Verilen görev A
Kıbrıs'taki katliamları anlatan metne göre 12 Mayıs 1964'te Mağusa bölgesinde kaç Türk kaçırılıp kurşuna dizildi?
Verilen görev B
Kıbrıs'taki katliamları anlatan metni son cümlesinden sonra sürdürün.

Kaynak metin
● ● ● ● ●

Rumların Bitmeyen Ölüm Çukurları!

60

Ne yazık!

Kıbrıs tarihinin hangi sayfasını çevirseniz, karşınıza hep aynı görüntüler, aynı acılı öyküler çıkar!

Topluca katledilen Türkler…

Bu defa da aynı başlıklı bir haber ada basınında ama bu defa Rum basınında yer alınca, Güney Kıbrıs’ta kıyamet koptu…

İşte yaşanan bu gerçeklerden bir tanesini Kıbrıs’ta yayın yapan Rum Politis gazetesi 20 Temmuz 1974 Kıbrıs Barış Harekâtı öncesinde Rumların Türklere yönelik katliamlarıyla ilgili bir dizi halinde yayınlayarak Rumların bu konudaki suskunluğunu bozdu.

Buna göre;

” Türkleri katledenlerin yarıya yakını Rum polis ve askerlerdi. ‘Öldürülen her bir Yunan’a karşı 10 Türk öldürün’ emri almışlardı. Bazı Türkler parçalanarak katledildi. Bir gecede onlarca Türk öldürüldü, kurşuna dizildi, kör kuyulara atıldı. Sanıklar bilinmesine rağmen, üstü örtüldü.

Politis gazetesinin ‘Kıbrıs: Cezalandırılmamış suçlar dosyası’ adlı dizisinde, 1964-74 yılları arasında Türklere yönelik bazı katliamların Rum versiyonu anlatıldı.

”1 YUNAN’A KARŞI 10 TÜRK ÖLDÜRÜN”

11 Mayıs 1964’te iki Yunan subayı ile bir Rum polisi Mağusa kentinde öldürüldü. Öldürülenlerden Kostakis Pandelidis, Lefkoşa Rum polis müdürünün oğluydu. Üstten emir geldi:

“Her öldürülen Helen’e (Rum-Yunan) karşı 10 Türk öldürülsün.”

Bir gün sonra 12 Mayıs’ta Mağusa bölgesinde 17 Türk önce kaçırıldı, sonra kurşuna dizilerek öldürüldü.

Ertesi günü 13 Mayıs 1964’te, İngiliz üsler bölgesinde geçici işçi statüsüyle çalışan 11 Kıbrıslı Türk katledildi.

● ● ● ● ●

Saklanan kayıtlar
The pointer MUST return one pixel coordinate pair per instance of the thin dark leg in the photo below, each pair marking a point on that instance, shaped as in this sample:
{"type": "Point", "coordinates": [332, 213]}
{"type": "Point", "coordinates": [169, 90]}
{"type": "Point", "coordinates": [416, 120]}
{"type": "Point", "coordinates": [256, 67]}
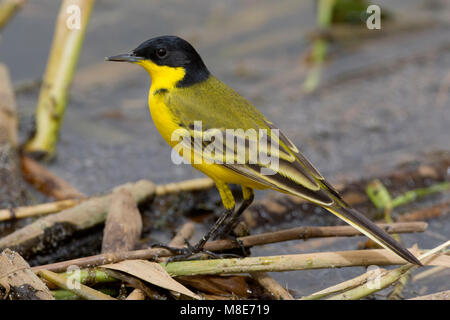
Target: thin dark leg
{"type": "Point", "coordinates": [230, 225]}
{"type": "Point", "coordinates": [184, 253]}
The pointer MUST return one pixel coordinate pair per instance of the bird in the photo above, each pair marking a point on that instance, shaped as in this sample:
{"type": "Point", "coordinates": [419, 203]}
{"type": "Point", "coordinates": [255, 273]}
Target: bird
{"type": "Point", "coordinates": [189, 103]}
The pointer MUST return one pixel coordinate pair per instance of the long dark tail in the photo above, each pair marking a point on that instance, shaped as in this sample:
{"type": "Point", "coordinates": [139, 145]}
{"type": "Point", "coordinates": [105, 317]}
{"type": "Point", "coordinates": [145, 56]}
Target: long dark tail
{"type": "Point", "coordinates": [367, 227]}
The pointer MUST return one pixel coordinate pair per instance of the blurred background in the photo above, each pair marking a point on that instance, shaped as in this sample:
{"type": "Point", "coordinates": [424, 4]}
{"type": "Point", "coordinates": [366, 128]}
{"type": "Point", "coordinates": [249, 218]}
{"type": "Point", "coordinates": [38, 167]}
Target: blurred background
{"type": "Point", "coordinates": [382, 99]}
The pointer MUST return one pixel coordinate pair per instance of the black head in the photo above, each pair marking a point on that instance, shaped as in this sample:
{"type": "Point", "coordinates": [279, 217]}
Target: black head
{"type": "Point", "coordinates": [173, 52]}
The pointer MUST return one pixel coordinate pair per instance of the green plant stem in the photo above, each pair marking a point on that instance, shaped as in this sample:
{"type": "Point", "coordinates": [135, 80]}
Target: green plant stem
{"type": "Point", "coordinates": [8, 8]}
{"type": "Point", "coordinates": [61, 294]}
{"type": "Point", "coordinates": [412, 195]}
{"type": "Point", "coordinates": [387, 278]}
{"type": "Point", "coordinates": [66, 47]}
{"type": "Point", "coordinates": [77, 288]}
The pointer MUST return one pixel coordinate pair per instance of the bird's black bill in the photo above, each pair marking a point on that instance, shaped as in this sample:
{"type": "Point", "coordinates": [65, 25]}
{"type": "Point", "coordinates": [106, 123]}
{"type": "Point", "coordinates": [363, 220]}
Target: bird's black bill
{"type": "Point", "coordinates": [127, 57]}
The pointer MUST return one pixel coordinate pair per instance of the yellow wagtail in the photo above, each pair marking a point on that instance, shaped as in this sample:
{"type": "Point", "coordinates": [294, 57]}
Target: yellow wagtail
{"type": "Point", "coordinates": [187, 101]}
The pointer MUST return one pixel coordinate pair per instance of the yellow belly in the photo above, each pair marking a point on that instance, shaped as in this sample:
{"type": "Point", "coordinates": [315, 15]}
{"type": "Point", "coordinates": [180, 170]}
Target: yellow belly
{"type": "Point", "coordinates": [166, 125]}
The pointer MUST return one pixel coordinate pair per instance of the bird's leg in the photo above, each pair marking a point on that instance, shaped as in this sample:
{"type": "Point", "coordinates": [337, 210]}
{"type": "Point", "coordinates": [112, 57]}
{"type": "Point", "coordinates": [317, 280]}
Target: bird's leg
{"type": "Point", "coordinates": [184, 253]}
{"type": "Point", "coordinates": [248, 196]}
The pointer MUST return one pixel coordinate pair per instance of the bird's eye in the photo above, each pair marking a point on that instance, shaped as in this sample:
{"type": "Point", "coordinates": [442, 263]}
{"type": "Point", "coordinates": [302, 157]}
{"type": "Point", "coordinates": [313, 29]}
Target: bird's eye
{"type": "Point", "coordinates": [161, 52]}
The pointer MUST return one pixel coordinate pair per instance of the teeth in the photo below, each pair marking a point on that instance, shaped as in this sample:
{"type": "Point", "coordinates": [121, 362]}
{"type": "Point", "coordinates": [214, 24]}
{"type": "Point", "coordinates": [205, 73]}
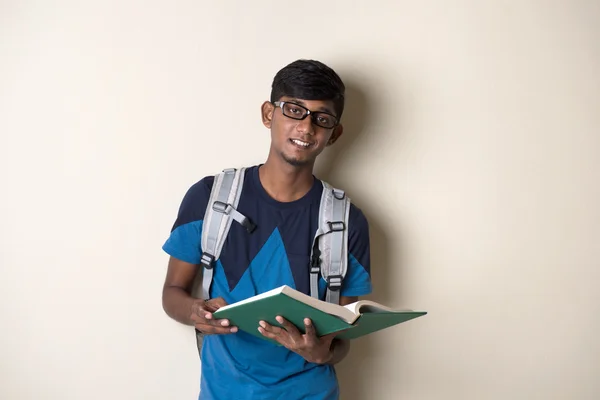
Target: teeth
{"type": "Point", "coordinates": [300, 143]}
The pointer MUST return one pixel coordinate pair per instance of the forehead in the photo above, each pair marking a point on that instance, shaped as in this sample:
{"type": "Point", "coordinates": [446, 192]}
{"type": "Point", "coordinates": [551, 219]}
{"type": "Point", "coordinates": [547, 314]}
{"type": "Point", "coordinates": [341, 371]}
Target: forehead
{"type": "Point", "coordinates": [313, 105]}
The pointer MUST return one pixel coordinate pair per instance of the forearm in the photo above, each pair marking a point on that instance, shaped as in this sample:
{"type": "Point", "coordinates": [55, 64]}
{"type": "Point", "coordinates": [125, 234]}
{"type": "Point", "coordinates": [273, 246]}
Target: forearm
{"type": "Point", "coordinates": [340, 349]}
{"type": "Point", "coordinates": [177, 303]}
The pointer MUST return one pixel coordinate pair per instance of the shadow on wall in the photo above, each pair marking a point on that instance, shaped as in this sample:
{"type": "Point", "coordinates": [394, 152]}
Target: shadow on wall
{"type": "Point", "coordinates": [359, 111]}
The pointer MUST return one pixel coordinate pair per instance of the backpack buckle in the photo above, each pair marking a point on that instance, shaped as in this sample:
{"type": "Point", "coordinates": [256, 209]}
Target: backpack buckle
{"type": "Point", "coordinates": [221, 207]}
{"type": "Point", "coordinates": [338, 194]}
{"type": "Point", "coordinates": [334, 282]}
{"type": "Point", "coordinates": [336, 226]}
{"type": "Point", "coordinates": [208, 260]}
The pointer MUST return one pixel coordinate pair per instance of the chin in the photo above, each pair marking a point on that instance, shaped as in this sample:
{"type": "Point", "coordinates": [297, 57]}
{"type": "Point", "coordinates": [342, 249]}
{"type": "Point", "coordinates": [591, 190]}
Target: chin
{"type": "Point", "coordinates": [296, 162]}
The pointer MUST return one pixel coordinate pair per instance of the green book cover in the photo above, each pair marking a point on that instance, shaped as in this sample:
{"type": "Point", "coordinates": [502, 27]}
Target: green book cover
{"type": "Point", "coordinates": [356, 319]}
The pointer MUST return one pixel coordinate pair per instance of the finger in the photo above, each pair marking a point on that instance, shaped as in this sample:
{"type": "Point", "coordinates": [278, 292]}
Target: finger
{"type": "Point", "coordinates": [271, 335]}
{"type": "Point", "coordinates": [289, 327]}
{"type": "Point", "coordinates": [311, 332]}
{"type": "Point", "coordinates": [215, 330]}
{"type": "Point", "coordinates": [214, 304]}
{"type": "Point", "coordinates": [275, 330]}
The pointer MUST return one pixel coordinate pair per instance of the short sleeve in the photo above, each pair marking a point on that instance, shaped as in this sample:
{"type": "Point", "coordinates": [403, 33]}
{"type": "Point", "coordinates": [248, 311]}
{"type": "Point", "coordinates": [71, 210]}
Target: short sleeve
{"type": "Point", "coordinates": [183, 242]}
{"type": "Point", "coordinates": [358, 277]}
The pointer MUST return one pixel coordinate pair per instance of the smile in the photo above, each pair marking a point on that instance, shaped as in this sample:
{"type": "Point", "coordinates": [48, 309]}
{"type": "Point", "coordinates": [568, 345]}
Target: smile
{"type": "Point", "coordinates": [300, 143]}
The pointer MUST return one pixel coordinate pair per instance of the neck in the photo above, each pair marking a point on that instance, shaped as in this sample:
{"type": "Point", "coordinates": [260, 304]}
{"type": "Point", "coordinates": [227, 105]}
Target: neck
{"type": "Point", "coordinates": [285, 182]}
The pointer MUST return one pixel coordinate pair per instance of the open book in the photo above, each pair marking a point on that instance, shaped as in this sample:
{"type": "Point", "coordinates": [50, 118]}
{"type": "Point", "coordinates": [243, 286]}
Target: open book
{"type": "Point", "coordinates": [355, 320]}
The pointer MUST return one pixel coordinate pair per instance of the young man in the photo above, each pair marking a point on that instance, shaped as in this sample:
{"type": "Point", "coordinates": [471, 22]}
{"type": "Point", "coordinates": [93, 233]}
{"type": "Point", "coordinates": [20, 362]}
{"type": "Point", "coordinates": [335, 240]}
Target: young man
{"type": "Point", "coordinates": [282, 198]}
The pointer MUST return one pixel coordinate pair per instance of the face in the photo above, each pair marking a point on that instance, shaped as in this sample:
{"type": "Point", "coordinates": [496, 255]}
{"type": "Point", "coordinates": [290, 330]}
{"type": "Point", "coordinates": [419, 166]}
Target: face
{"type": "Point", "coordinates": [299, 142]}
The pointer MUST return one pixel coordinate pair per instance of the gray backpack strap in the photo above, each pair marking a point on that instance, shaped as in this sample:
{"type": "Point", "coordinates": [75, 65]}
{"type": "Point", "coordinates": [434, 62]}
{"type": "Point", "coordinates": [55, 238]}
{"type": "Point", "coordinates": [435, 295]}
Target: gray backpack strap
{"type": "Point", "coordinates": [220, 213]}
{"type": "Point", "coordinates": [330, 247]}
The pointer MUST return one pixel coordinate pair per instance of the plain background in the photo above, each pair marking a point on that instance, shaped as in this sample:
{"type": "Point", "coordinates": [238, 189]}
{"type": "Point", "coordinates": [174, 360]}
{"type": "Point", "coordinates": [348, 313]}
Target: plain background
{"type": "Point", "coordinates": [472, 144]}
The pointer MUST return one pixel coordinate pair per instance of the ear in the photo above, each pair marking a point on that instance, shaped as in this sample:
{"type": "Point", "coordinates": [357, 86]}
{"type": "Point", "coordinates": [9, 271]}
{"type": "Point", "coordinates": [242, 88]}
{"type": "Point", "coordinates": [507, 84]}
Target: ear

● ● ● ● ●

Beklenen yanıt A
17 Türk.

Beklenen yanıt B
Öldürenler, Kıbrıslı Türklerin iş arkadaşları olan bir grup Rum ve Rum polisiydi. Türkler mesaiye giderken otobüsten alındı, önce Derinya’da Rum polis karakoluna götürüldü, sonra Paralimmi gölü yakınında kurşuna dizilerek kör kuyuya atıldı. Kemikleri 2006’da bulundu.”

Yukarıda anlatılan gerçeği ne ben yazdım, ne de adada ki Türk basını…

Bu yazı, Güney Kıbrıs Rum tarafında yayın yapan Politis gazetesinden aynen alınmıştır.

Değerli okur;

Yıllar öncesinde kalan böylesi acılar gün geçmiyor ki gün yüzüne çıkmasın. Ama ne yazık ki, bu tür acıları yaşayan taraf hep Kıbrıs Türk’ü…

Ve bugüne değin, tarihe kazınan bu tür acılar nedeniyle, ne bu olaylara neden olan katillere hukuki bir işlem yapıldı!

Ne de Rum yönetimi bu cinayetler nedeniyle Kıbrıs Türk Yönetiminden ve bu acılara muhatap olanların yakınlarından özür diledi.

Hala müzakere peşinde koşarak adada barış diye çırpınan siyasilerimiz, Kıbrıs’ta ortaya çıkan böylesi acılara bakarak, Rumlarla güven içinde nasıl yaşanabilecektir?

Buna nasıl bir çözüm üretecekler hep merak ederim!

Hele ki, adada Kıbrıs Türk’üne azınlık haklarından bir fazlasını vermeyen, Türkiye’nin adadaki garantörlük hakkını kabul etmeyen, Türk askeri adadan ayılmadıkça barış anlaşmasını imzalamam diyerek, bu konularda hiçbir zaman taviz vermeyen Rumlarla iç, içe yaşamak nasıl olacak?

”Birleşik Kıbrıs” hayalperestleri bir anlatsalar da bizler de ikna olabilsek…

Tarihi gerçekleri unutarak, tarihe yeniden imza atabilmek, sadece günü kurtarmaktır!

Ya yarınlar ne olur?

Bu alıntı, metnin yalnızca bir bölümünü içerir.